SET PROBLEM | State only how many lines of the records below contain the string "house", matching case exactly.

========

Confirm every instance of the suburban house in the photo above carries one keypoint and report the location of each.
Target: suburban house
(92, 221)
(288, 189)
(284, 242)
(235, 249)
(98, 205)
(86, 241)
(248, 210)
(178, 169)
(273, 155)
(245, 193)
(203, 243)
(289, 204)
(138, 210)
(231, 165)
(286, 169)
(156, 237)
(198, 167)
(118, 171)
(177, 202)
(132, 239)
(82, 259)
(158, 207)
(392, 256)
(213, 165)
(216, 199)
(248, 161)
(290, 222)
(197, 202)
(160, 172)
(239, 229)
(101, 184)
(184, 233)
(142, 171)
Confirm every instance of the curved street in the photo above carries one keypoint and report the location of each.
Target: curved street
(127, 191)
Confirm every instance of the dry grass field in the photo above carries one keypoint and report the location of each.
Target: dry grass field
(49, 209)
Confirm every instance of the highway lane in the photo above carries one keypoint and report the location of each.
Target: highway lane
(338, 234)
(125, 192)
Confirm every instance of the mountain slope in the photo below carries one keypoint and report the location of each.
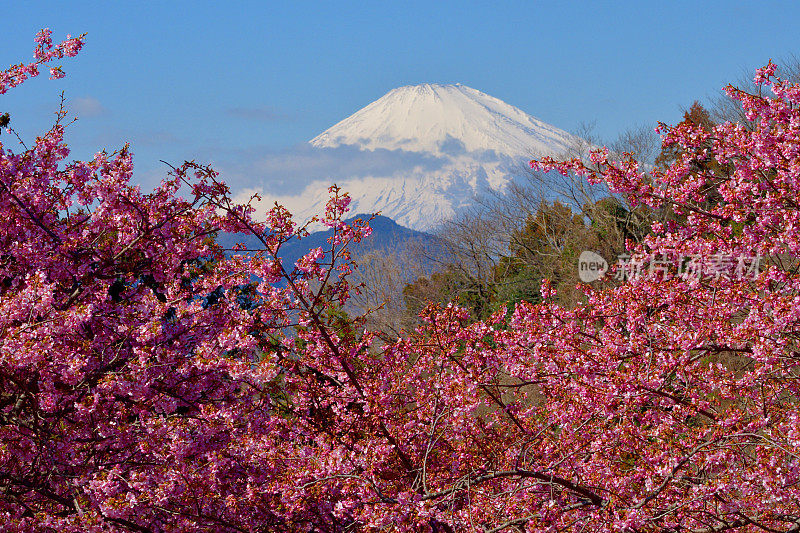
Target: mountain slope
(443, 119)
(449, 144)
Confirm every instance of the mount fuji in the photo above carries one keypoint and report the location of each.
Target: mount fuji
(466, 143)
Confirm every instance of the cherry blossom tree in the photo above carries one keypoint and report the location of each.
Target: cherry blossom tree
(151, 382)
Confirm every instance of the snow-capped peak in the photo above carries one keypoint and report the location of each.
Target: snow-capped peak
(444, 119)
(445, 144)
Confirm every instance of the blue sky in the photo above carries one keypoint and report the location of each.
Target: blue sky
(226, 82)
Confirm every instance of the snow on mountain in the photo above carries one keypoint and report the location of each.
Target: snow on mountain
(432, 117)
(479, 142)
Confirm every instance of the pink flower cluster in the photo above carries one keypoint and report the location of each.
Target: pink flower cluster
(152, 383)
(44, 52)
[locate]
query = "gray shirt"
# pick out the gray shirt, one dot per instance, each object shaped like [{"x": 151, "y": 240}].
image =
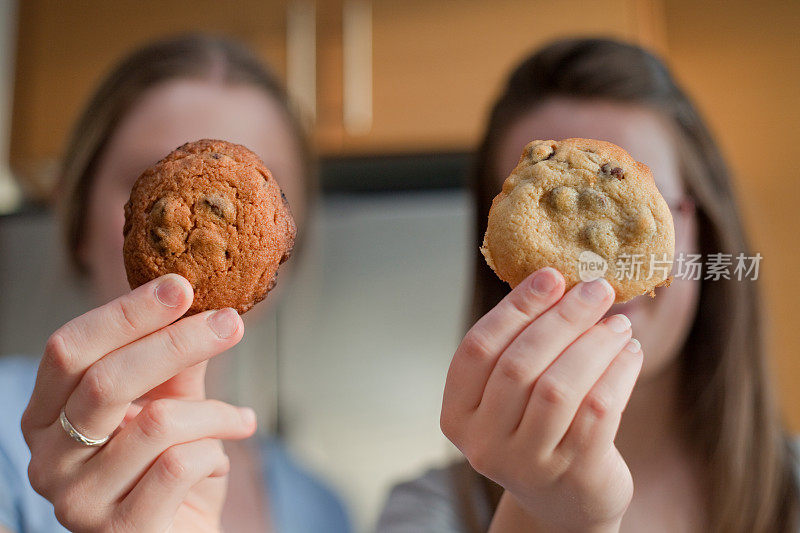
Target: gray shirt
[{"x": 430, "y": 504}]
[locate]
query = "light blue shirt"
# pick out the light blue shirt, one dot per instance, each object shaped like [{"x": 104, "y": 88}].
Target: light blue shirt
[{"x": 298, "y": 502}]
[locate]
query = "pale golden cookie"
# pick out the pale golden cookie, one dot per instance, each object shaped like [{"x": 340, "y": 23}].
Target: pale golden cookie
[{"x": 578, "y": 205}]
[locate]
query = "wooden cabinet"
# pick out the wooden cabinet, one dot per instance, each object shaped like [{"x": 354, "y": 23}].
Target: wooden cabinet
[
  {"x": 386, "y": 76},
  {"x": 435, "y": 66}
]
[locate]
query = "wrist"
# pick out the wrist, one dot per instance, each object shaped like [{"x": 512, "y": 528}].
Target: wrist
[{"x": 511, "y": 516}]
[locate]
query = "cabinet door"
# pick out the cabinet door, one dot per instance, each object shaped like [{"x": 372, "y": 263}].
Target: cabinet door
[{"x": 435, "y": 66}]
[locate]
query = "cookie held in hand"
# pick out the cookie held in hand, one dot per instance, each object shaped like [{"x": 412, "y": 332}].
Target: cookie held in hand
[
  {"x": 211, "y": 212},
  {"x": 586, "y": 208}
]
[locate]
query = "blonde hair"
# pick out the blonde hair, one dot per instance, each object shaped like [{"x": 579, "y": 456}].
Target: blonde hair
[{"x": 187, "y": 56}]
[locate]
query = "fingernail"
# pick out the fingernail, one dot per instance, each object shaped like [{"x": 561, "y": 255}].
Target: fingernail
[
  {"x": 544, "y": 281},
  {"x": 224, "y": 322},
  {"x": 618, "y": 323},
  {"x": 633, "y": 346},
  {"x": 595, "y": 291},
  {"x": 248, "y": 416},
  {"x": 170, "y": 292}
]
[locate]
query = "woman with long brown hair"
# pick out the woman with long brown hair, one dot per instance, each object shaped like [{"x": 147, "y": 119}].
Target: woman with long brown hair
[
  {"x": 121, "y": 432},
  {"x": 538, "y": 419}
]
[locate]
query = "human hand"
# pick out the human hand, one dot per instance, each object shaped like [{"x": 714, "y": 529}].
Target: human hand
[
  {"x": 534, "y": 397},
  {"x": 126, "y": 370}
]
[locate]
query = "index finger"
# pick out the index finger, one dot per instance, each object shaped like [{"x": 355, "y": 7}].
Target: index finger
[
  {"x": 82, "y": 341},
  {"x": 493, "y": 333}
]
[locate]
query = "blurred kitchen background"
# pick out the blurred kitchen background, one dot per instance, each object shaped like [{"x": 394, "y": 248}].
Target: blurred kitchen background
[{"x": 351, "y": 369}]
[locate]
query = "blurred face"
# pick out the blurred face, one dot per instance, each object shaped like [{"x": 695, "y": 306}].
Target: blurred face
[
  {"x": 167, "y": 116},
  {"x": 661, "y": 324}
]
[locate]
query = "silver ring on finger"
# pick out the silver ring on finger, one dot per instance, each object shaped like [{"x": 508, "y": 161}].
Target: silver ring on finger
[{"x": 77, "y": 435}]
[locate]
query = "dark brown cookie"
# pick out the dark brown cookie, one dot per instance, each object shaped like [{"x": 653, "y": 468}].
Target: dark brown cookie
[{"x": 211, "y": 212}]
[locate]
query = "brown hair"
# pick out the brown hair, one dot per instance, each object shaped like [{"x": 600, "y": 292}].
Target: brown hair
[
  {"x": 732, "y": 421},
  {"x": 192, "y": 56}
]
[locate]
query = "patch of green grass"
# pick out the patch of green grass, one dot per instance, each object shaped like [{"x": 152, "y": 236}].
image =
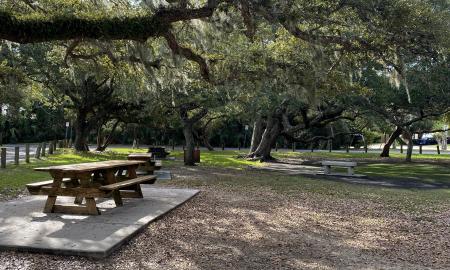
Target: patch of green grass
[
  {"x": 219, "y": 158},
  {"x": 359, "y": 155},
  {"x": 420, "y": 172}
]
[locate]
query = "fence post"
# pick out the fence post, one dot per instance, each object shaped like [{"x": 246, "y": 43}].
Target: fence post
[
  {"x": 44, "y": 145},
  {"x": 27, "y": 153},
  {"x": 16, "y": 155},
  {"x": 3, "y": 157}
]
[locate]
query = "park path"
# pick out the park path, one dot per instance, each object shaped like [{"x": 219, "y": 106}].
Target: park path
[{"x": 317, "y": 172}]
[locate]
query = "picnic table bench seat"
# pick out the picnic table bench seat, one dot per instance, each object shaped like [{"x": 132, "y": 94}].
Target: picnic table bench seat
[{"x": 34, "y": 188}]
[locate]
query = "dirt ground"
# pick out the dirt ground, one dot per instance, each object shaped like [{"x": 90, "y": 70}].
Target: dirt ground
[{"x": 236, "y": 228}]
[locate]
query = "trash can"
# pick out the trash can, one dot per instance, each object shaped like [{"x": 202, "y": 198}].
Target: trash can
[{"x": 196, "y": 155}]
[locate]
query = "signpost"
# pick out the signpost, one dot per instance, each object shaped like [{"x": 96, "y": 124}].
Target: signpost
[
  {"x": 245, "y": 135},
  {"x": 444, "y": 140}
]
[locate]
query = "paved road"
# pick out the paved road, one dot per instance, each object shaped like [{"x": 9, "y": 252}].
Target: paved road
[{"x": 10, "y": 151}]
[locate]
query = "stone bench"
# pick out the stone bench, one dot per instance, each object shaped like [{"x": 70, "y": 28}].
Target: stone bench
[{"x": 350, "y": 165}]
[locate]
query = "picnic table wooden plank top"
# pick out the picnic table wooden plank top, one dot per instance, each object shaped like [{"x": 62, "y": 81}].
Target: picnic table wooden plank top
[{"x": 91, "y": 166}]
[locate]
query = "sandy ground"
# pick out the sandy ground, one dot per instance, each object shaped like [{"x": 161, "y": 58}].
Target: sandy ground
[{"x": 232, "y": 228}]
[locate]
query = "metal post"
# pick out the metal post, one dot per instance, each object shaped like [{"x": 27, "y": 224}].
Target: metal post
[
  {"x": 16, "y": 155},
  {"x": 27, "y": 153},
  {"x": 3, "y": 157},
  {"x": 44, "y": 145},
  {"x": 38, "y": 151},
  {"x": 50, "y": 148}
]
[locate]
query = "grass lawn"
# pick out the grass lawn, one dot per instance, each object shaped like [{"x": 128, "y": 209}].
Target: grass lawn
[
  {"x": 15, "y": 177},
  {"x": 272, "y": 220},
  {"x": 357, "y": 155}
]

========

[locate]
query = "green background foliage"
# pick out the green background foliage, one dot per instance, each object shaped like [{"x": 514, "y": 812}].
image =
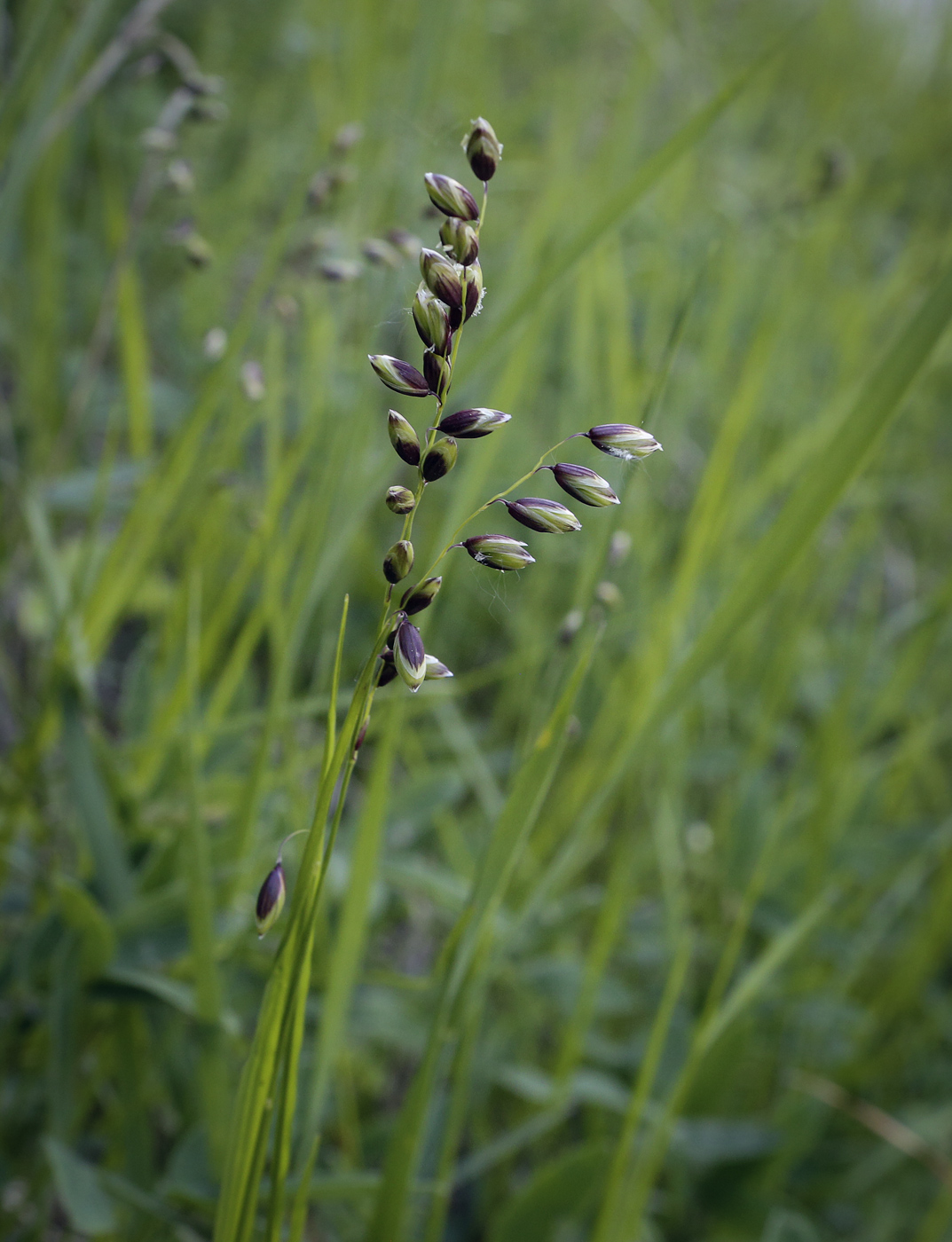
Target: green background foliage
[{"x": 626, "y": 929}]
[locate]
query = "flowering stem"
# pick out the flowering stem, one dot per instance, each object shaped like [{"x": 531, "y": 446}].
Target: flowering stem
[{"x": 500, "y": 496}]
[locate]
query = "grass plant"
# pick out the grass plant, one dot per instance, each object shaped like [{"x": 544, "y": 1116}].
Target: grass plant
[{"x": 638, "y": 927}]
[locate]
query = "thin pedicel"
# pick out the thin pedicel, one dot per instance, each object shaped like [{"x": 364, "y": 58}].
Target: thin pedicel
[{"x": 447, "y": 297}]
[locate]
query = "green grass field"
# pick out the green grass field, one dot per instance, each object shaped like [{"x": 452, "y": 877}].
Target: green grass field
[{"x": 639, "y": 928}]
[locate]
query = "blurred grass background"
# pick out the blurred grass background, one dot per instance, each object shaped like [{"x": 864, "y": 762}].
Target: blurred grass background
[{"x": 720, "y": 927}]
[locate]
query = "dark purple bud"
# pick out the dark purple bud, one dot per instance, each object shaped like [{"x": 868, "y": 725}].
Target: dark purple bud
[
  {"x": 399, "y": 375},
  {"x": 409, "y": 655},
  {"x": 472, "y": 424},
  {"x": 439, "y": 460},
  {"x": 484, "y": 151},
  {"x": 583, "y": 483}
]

========

RESULT OF THE EXERCISE | 2